++++ Input data ++++

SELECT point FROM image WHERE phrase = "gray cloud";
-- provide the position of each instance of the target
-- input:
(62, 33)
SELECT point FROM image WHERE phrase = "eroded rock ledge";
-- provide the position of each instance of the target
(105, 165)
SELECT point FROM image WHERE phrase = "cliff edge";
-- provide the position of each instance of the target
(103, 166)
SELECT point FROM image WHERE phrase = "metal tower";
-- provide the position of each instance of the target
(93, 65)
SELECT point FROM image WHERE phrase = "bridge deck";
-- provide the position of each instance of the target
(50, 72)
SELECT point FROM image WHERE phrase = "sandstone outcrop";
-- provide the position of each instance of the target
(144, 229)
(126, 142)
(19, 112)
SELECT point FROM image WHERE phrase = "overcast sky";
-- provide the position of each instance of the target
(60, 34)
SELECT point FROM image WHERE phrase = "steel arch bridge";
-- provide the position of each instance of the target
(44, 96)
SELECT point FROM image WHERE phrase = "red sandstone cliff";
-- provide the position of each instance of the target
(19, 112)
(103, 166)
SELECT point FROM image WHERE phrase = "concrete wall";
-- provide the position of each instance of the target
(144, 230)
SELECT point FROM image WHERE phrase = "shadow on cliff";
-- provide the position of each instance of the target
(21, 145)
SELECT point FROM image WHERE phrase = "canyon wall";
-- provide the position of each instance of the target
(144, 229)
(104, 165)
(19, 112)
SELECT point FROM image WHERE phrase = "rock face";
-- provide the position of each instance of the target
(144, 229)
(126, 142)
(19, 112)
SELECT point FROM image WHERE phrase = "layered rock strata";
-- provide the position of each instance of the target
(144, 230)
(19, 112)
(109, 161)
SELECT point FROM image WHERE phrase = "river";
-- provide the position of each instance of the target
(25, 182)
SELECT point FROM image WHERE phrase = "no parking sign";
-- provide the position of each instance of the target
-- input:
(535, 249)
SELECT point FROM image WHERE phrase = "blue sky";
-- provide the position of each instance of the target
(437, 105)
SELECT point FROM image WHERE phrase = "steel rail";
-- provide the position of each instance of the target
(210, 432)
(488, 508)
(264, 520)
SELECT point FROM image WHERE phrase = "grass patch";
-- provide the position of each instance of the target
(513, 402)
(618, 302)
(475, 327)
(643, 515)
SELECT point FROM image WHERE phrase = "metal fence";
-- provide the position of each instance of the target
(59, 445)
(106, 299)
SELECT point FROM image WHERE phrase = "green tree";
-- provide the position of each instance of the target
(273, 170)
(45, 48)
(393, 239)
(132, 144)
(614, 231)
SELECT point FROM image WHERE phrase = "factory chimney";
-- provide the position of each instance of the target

++++

▸ **Written problem**: Repeat all the entries exactly as given.

▸ **Result below**:
SELECT point FROM image WHERE phrase = "gray cloud";
-- provide the position of each instance of the target
-- input:
(62, 33)
SELECT point FROM image WHERE phrase = "eroded rock ledge";
-- provide the position of each instance of the target
(105, 165)
SELECT point FROM image WHERE phrase = "cliff edge";
-- provide the position of each instance of the target
(103, 166)
SELECT point FROM image WHERE phrase = "metal tower";
-- provide the position of each instance of the target
(93, 65)
SELECT point FROM image WHERE phrase = "bridge deck";
-- provide the position of each instance of the target
(50, 72)
SELECT point FROM image WHERE phrase = "sandstone outcrop";
-- provide the position of each instance of the target
(144, 229)
(126, 142)
(19, 112)
SELECT point FROM image WHERE phrase = "overcast sky";
-- provide the position of each instance of the target
(60, 34)
SELECT point FROM image WHERE phrase = "steel arch bridge";
-- provide the position of each instance of the target
(44, 96)
SELECT point FROM image WHERE phrase = "red sandstone cliff";
-- provide the position of each instance of the target
(19, 112)
(103, 166)
SELECT point FROM image WHERE phrase = "concrete wall";
-- provide the position of each instance of the target
(144, 230)
SELECT point FROM image WHERE phrase = "shadow on cliff";
-- provide the position of each instance of the target
(21, 145)
SELECT point FROM image WHERE phrase = "canyon wall";
-- provide the position of each instance of the target
(144, 229)
(104, 165)
(19, 112)
SELECT point FROM image WHERE phrase = "rock face";
-- provide the position of each instance of the target
(144, 229)
(126, 142)
(19, 112)
SELECT point FROM image WHERE phrase = "layered rock strata";
-- provide the position of each instance of the target
(144, 230)
(19, 112)
(109, 161)
SELECT point FROM image WHERE phrase = "river";
-- provide the position of each instance of the target
(25, 182)
SELECT point FROM image WHERE phrase = "no parking sign";
-- provide the position of each instance of the target
-- input:
(535, 249)
SELECT point FROM image WHERE phrase = "blue sky";
-- provide the position of each instance of the target
(437, 105)
SELECT point FROM image WHERE phrase = "steel rail";
-- provide the position of each instance of the target
(210, 432)
(488, 508)
(264, 520)
SELECT point FROM image WHERE phrase = "grass patch";
-- provide the position of each instance of the target
(513, 402)
(618, 302)
(475, 327)
(643, 515)
SELECT point FROM image WHERE phrase = "metal fence";
-- provide the position of each instance of the target
(59, 445)
(106, 299)
SELECT point FROM image WHERE phrase = "green tree";
-- provide the position of each instance of the target
(273, 170)
(45, 48)
(393, 239)
(132, 144)
(614, 231)
SELECT point FROM image WHERE phrase = "factory chimney";
-- provide the position of each instance of the target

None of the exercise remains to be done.